The problem: Write out exactly the lines below that run from the one containing "Query: pile of produce bags" through the one containing "Query: man's blue jeans", both included, with no other lines.

Extracted data:
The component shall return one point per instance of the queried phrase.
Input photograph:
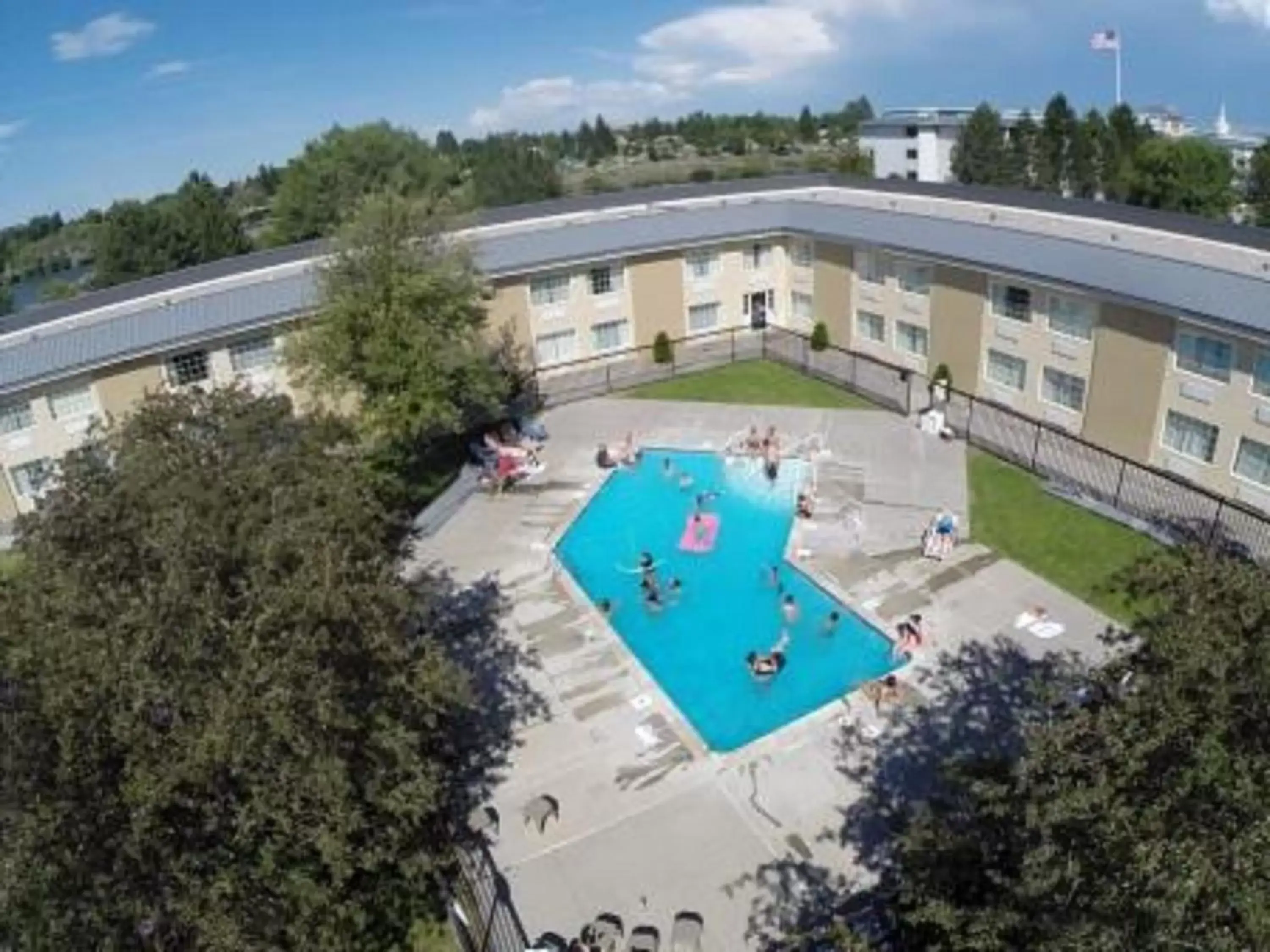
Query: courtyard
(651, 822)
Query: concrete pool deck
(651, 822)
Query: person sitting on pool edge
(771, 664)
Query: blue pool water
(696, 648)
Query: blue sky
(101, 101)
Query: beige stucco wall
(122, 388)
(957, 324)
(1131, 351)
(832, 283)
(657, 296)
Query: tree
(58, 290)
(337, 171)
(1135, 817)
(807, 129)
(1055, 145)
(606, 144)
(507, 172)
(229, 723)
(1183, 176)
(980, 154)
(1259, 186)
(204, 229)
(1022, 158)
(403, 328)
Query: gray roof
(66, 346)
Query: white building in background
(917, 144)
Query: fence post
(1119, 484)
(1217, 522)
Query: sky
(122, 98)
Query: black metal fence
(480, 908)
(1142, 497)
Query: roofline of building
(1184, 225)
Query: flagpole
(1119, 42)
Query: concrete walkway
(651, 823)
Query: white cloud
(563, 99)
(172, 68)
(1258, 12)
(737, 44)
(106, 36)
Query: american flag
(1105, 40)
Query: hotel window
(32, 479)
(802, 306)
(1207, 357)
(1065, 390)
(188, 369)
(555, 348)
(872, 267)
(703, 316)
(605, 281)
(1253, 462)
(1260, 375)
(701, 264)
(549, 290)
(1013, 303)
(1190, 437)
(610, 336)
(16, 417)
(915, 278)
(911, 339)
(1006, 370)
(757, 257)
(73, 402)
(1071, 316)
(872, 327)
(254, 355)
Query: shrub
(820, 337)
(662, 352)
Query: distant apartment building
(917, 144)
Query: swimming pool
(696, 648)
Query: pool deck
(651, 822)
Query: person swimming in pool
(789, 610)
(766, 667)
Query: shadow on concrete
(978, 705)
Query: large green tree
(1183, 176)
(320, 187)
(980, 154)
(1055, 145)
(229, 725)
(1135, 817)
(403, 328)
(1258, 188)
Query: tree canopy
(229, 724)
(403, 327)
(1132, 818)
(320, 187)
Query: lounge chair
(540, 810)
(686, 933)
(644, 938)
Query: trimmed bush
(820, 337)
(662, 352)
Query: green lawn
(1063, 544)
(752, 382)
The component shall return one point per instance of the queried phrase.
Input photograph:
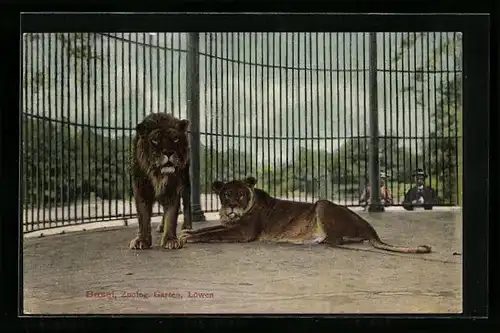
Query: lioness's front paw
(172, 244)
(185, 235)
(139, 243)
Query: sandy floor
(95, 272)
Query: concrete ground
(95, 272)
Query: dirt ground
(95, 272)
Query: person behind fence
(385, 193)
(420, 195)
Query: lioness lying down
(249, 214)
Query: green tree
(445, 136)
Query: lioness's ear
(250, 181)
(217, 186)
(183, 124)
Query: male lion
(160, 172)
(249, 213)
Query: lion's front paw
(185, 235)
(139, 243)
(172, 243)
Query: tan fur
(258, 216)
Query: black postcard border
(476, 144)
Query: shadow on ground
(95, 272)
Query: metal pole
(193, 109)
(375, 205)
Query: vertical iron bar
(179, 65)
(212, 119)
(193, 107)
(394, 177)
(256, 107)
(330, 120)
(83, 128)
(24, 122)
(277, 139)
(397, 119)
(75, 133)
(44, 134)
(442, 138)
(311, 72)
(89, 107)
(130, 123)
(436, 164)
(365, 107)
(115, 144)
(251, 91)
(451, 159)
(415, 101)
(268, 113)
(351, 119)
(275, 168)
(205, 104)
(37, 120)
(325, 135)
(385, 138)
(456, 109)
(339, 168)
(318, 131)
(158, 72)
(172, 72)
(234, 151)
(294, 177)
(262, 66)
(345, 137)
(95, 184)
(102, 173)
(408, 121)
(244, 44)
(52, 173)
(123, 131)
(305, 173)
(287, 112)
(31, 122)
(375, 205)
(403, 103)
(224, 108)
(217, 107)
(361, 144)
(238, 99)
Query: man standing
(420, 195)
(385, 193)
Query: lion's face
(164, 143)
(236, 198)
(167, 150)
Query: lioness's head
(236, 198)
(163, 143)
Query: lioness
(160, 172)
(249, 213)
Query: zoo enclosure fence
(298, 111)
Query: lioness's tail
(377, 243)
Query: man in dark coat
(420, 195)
==
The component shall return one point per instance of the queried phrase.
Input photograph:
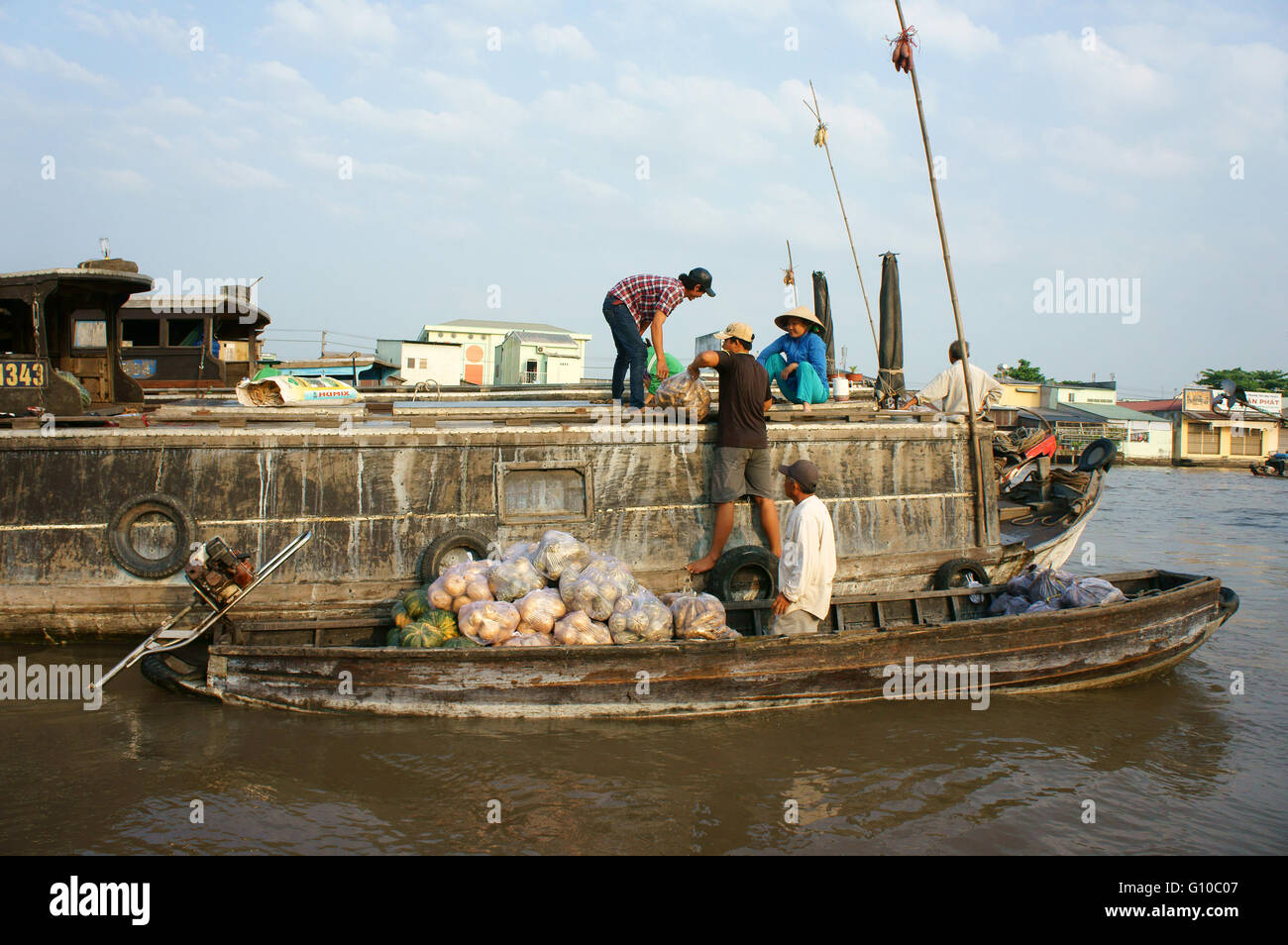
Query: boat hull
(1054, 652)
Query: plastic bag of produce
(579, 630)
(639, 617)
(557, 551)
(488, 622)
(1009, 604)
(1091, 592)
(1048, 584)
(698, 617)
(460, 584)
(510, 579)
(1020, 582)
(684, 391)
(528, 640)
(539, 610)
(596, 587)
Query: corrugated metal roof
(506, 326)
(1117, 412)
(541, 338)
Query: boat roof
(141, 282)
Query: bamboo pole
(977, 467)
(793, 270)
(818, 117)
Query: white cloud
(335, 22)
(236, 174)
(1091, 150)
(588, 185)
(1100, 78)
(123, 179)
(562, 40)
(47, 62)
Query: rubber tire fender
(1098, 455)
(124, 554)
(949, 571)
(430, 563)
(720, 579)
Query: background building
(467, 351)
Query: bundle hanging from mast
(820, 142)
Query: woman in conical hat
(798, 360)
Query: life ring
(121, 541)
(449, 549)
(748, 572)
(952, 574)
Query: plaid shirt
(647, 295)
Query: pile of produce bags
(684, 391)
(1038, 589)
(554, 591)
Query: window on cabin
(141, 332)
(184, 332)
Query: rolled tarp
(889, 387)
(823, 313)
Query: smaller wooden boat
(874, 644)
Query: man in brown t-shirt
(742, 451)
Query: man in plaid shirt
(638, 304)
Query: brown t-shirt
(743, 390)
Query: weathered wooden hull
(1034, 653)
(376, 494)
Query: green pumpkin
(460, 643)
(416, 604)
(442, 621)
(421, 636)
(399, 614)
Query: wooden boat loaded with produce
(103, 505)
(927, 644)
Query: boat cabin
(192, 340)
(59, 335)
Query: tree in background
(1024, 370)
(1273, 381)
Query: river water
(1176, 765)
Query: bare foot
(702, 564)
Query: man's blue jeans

Written solution:
Query: pile of produce bags
(684, 391)
(1038, 589)
(554, 591)
Query: window on cabin
(141, 332)
(184, 332)
Query: rolled tarp
(889, 387)
(823, 313)
Query: smaller wooden boat
(874, 644)
Query: man in brown t-shirt
(742, 451)
Query: man in plaid shirt
(638, 304)
Query: brown t-shirt
(743, 390)
Query: weathered wooden hull
(1034, 653)
(376, 494)
Query: green pumpkin
(460, 643)
(416, 604)
(442, 621)
(421, 636)
(399, 614)
Query: wooden boat loaded with produce
(103, 505)
(927, 644)
Query: boat cabin
(192, 340)
(59, 335)
Query: tree in background
(1024, 370)
(1273, 381)
Query: river water
(1176, 765)
Query: bare foot
(702, 564)
Query: man's blue jeans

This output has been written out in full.